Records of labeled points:
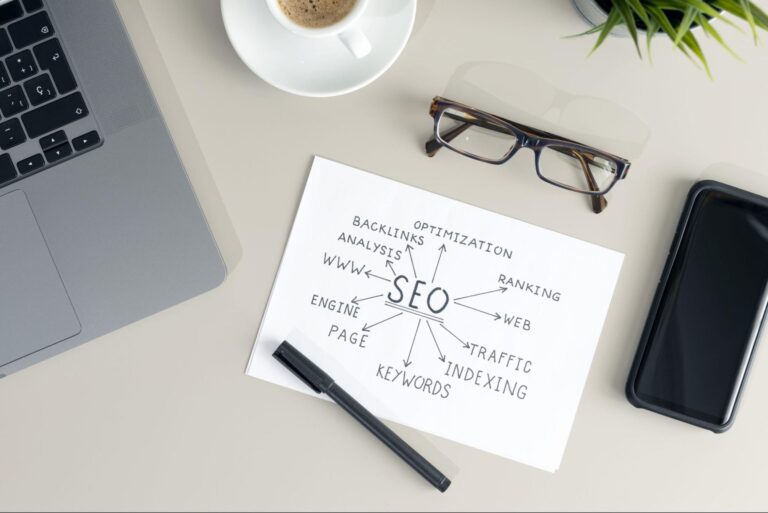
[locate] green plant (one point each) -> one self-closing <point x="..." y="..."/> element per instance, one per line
<point x="676" y="19"/>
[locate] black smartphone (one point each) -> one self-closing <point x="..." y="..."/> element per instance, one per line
<point x="706" y="317"/>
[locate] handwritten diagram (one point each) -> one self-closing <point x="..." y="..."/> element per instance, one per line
<point x="441" y="316"/>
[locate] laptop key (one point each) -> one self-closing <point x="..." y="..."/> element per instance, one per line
<point x="10" y="11"/>
<point x="54" y="115"/>
<point x="39" y="89"/>
<point x="30" y="164"/>
<point x="32" y="5"/>
<point x="58" y="153"/>
<point x="50" y="56"/>
<point x="5" y="43"/>
<point x="54" y="139"/>
<point x="86" y="140"/>
<point x="7" y="171"/>
<point x="21" y="65"/>
<point x="12" y="101"/>
<point x="11" y="134"/>
<point x="31" y="30"/>
<point x="5" y="80"/>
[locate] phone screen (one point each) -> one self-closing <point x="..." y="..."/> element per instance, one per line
<point x="710" y="311"/>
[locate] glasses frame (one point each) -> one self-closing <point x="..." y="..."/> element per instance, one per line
<point x="525" y="137"/>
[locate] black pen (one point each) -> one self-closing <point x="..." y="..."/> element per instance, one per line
<point x="321" y="382"/>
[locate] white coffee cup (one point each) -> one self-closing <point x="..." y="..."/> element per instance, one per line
<point x="346" y="29"/>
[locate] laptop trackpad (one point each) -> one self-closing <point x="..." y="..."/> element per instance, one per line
<point x="35" y="310"/>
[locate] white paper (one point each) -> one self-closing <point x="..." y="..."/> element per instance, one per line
<point x="361" y="243"/>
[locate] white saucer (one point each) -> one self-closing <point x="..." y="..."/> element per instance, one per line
<point x="316" y="67"/>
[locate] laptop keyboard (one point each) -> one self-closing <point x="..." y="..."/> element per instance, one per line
<point x="45" y="119"/>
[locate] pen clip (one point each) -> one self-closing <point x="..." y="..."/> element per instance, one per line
<point x="302" y="367"/>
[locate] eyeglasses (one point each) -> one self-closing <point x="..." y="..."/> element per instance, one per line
<point x="493" y="139"/>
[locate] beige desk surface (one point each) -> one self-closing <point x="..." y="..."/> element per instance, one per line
<point x="160" y="415"/>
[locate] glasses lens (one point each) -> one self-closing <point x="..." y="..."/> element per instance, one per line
<point x="474" y="135"/>
<point x="576" y="169"/>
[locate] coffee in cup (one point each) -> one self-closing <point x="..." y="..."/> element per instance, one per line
<point x="324" y="18"/>
<point x="316" y="13"/>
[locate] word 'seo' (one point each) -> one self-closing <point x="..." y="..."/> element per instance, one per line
<point x="438" y="315"/>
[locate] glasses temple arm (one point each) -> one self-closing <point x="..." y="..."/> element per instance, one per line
<point x="599" y="203"/>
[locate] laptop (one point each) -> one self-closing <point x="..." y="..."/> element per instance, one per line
<point x="99" y="226"/>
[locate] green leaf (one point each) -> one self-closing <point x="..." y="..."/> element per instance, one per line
<point x="613" y="19"/>
<point x="710" y="31"/>
<point x="629" y="20"/>
<point x="690" y="41"/>
<point x="652" y="30"/>
<point x="746" y="6"/>
<point x="685" y="25"/>
<point x="639" y="9"/>
<point x="667" y="27"/>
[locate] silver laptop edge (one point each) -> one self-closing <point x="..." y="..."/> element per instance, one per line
<point x="121" y="224"/>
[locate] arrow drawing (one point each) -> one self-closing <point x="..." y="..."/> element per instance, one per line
<point x="442" y="356"/>
<point x="500" y="289"/>
<point x="356" y="301"/>
<point x="442" y="250"/>
<point x="464" y="344"/>
<point x="368" y="328"/>
<point x="408" y="361"/>
<point x="408" y="248"/>
<point x="495" y="315"/>
<point x="369" y="274"/>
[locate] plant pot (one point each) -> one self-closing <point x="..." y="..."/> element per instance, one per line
<point x="594" y="11"/>
<point x="596" y="15"/>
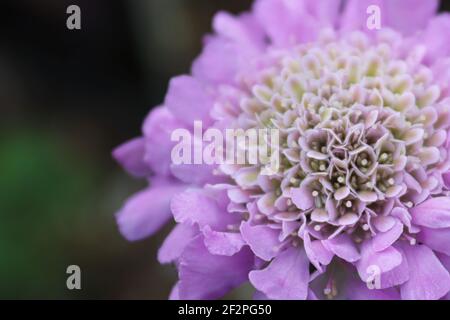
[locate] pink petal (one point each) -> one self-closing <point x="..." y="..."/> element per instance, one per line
<point x="262" y="240"/>
<point x="435" y="239"/>
<point x="386" y="260"/>
<point x="433" y="213"/>
<point x="428" y="279"/>
<point x="131" y="156"/>
<point x="286" y="278"/>
<point x="302" y="198"/>
<point x="206" y="276"/>
<point x="384" y="240"/>
<point x="343" y="247"/>
<point x="316" y="252"/>
<point x="222" y="243"/>
<point x="202" y="207"/>
<point x="176" y="242"/>
<point x="146" y="212"/>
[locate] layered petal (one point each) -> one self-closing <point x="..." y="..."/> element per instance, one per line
<point x="189" y="100"/>
<point x="435" y="239"/>
<point x="206" y="276"/>
<point x="393" y="14"/>
<point x="146" y="212"/>
<point x="202" y="207"/>
<point x="131" y="156"/>
<point x="428" y="279"/>
<point x="286" y="278"/>
<point x="433" y="213"/>
<point x="344" y="247"/>
<point x="262" y="240"/>
<point x="175" y="243"/>
<point x="158" y="129"/>
<point x="223" y="243"/>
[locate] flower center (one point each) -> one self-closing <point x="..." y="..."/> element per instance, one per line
<point x="360" y="133"/>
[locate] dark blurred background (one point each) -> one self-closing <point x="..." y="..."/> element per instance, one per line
<point x="67" y="98"/>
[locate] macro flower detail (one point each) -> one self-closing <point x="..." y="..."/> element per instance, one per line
<point x="362" y="191"/>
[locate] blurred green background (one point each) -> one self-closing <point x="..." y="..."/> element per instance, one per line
<point x="67" y="98"/>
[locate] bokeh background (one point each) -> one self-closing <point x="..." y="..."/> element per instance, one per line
<point x="67" y="98"/>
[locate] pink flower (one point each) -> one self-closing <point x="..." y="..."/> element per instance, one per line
<point x="362" y="197"/>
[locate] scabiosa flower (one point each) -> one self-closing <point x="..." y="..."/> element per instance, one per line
<point x="362" y="194"/>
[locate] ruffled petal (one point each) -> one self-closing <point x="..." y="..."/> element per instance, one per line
<point x="146" y="212"/>
<point x="428" y="279"/>
<point x="435" y="239"/>
<point x="358" y="290"/>
<point x="176" y="242"/>
<point x="131" y="156"/>
<point x="316" y="252"/>
<point x="384" y="240"/>
<point x="189" y="101"/>
<point x="199" y="175"/>
<point x="262" y="240"/>
<point x="202" y="207"/>
<point x="437" y="45"/>
<point x="384" y="261"/>
<point x="218" y="63"/>
<point x="158" y="128"/>
<point x="286" y="22"/>
<point x="175" y="293"/>
<point x="286" y="278"/>
<point x="343" y="247"/>
<point x="433" y="213"/>
<point x="206" y="276"/>
<point x="222" y="243"/>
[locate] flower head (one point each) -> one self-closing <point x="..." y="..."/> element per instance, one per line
<point x="361" y="198"/>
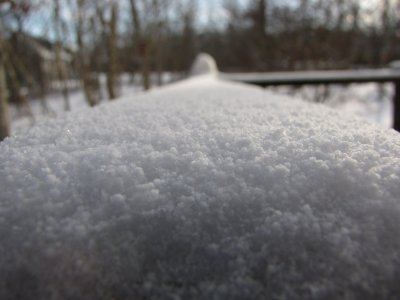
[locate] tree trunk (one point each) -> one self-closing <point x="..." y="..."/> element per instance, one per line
<point x="112" y="53"/>
<point x="87" y="80"/>
<point x="62" y="77"/>
<point x="4" y="115"/>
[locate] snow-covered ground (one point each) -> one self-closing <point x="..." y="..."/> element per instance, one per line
<point x="372" y="102"/>
<point x="201" y="190"/>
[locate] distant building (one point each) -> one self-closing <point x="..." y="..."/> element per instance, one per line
<point x="35" y="62"/>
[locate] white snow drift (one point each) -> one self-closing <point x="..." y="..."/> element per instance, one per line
<point x="201" y="190"/>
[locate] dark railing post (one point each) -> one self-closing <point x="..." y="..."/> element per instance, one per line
<point x="396" y="105"/>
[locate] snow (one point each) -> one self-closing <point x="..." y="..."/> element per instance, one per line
<point x="201" y="190"/>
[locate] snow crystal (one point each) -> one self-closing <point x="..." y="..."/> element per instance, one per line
<point x="201" y="190"/>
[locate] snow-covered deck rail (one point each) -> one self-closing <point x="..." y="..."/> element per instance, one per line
<point x="326" y="77"/>
<point x="203" y="189"/>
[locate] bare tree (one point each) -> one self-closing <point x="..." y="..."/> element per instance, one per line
<point x="4" y="115"/>
<point x="90" y="83"/>
<point x="109" y="32"/>
<point x="61" y="68"/>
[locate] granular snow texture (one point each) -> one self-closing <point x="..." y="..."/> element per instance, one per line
<point x="201" y="190"/>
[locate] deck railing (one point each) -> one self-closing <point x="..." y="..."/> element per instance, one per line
<point x="326" y="77"/>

### Exercise prompt:
Repeat exactly, and only, the lines from the one containing "[locate] snow-covered deck" through the end of the material.

### Response to the exercise:
[locate] snow-covered deck rail (one point each) -> one self-closing <point x="..." y="..."/> element per instance, one per line
<point x="326" y="77"/>
<point x="203" y="189"/>
[locate] bare tree (one point each) -> one self-closing <point x="..." y="..."/> element per instance, one per line
<point x="4" y="115"/>
<point x="90" y="83"/>
<point x="109" y="32"/>
<point x="61" y="68"/>
[locate] granular snow texture (one point each) -> one self-closing <point x="..." y="..."/> element per instance, one per line
<point x="201" y="190"/>
[locate] deck railing (one point each) -> one self-closing <point x="..." y="..."/> element per instance, one per line
<point x="326" y="77"/>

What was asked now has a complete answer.